(Stored records)
====

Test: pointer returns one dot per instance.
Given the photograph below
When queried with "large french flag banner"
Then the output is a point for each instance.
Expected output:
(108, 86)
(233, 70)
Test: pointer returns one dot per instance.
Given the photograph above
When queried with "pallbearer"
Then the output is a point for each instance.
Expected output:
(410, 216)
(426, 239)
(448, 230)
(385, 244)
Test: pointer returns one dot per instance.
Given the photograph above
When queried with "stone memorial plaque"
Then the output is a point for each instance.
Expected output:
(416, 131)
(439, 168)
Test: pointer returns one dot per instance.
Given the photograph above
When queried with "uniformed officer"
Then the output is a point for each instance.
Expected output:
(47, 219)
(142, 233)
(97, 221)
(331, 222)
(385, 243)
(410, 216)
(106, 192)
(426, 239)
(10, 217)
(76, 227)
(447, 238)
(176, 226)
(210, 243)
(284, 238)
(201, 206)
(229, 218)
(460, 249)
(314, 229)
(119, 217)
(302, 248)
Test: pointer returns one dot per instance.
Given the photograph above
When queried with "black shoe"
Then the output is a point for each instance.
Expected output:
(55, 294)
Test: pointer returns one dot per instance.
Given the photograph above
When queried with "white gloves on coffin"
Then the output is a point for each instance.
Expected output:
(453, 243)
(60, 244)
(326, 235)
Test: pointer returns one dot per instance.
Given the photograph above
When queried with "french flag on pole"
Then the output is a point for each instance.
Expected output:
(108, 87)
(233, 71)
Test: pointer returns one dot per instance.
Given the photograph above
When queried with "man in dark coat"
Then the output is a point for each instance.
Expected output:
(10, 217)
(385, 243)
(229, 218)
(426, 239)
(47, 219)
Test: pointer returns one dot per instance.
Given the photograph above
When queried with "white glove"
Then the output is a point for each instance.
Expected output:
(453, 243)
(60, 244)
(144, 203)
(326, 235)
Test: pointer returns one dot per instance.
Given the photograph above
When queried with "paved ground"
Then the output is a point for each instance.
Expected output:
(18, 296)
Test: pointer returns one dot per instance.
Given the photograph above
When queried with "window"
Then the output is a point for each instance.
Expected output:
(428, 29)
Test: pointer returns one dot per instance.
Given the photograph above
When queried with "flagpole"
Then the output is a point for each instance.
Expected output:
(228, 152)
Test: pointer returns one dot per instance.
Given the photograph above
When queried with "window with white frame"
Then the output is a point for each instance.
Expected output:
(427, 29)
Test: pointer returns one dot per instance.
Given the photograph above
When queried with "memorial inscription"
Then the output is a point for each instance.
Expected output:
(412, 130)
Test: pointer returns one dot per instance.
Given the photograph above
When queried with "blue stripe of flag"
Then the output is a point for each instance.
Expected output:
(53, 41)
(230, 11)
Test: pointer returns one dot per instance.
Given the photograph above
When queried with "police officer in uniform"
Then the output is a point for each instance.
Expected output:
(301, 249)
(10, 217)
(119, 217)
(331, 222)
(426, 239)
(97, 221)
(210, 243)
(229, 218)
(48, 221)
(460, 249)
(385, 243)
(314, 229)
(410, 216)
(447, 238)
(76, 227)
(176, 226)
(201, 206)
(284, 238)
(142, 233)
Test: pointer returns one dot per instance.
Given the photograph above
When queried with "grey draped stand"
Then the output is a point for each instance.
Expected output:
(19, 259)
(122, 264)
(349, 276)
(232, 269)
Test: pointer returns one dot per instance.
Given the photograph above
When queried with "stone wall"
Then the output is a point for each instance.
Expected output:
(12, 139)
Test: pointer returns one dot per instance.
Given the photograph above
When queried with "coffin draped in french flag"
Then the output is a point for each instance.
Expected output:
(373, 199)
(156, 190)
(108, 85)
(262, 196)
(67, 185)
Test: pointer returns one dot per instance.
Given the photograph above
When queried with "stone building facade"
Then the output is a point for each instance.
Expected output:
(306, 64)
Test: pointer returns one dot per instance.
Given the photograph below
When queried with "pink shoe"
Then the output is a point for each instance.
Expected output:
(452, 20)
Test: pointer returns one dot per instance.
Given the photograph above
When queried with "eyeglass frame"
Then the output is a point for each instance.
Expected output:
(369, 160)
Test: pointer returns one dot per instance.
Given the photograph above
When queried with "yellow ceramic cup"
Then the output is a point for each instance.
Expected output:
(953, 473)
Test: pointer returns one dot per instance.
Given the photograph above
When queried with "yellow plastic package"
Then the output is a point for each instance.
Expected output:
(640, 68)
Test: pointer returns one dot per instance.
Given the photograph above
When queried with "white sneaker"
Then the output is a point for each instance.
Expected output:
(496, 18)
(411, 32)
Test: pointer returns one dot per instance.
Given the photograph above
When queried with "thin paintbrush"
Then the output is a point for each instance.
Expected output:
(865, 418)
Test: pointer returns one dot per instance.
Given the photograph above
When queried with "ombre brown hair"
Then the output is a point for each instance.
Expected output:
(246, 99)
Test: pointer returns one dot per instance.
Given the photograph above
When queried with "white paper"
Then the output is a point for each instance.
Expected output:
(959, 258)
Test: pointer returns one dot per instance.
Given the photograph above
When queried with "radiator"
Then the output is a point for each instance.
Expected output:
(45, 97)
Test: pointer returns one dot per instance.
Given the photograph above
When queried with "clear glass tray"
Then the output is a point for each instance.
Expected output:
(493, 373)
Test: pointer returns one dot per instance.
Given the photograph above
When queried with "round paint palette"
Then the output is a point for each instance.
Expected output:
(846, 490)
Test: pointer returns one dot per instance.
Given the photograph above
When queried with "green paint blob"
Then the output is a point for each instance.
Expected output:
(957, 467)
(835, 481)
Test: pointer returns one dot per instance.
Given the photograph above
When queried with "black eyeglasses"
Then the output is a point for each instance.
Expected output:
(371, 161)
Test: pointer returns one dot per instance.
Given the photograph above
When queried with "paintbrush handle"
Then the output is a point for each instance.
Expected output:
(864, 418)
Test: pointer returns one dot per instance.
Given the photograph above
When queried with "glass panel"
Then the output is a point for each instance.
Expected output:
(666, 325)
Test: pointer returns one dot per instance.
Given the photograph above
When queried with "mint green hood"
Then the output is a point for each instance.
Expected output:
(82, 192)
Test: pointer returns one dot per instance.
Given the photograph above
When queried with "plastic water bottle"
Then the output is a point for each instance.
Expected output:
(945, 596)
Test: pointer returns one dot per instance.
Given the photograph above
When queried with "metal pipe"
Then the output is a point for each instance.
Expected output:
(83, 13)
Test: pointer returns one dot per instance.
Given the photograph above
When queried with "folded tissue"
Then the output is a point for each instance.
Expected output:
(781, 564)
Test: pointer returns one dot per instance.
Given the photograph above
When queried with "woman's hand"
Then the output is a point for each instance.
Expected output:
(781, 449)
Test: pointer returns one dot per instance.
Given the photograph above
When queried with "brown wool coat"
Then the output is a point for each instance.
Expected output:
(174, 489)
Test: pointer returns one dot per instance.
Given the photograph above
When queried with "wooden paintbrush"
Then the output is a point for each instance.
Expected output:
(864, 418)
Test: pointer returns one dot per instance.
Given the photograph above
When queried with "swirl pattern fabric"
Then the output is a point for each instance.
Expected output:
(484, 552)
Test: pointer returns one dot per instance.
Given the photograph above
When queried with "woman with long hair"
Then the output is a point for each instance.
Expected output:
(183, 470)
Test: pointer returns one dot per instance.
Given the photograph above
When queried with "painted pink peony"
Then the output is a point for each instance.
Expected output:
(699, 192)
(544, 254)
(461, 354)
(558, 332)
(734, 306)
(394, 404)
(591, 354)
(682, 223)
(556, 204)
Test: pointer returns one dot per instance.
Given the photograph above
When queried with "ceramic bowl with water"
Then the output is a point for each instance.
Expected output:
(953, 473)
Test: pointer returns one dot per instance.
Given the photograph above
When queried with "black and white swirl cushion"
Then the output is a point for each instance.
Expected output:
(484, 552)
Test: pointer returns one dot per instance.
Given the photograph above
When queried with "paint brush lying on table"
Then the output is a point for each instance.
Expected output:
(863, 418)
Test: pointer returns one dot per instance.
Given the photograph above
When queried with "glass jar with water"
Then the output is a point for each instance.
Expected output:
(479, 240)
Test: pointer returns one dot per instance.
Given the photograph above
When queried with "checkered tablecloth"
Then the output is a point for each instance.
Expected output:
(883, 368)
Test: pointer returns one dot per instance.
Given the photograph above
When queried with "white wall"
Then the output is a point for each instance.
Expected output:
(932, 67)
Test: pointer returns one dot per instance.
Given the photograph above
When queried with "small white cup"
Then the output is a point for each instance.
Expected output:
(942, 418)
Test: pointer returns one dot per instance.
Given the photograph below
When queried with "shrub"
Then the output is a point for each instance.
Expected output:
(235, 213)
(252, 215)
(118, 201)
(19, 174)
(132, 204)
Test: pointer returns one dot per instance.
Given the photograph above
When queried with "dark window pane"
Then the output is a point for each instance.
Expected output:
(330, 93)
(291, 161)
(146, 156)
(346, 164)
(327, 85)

====

■ GOAL: Please find every line in the material above that contains the word "white" and copy each such line.

■ EXERCISE RESULT:
When queried with "white gloves on coffin"
When queried with "white glove"
When queried with "window with white frame"
When queried with "white sneaker"
When queried with "white paper"
When queried with "black and white swirl cushion"
When queried with "white wall"
When queried with "small white cup"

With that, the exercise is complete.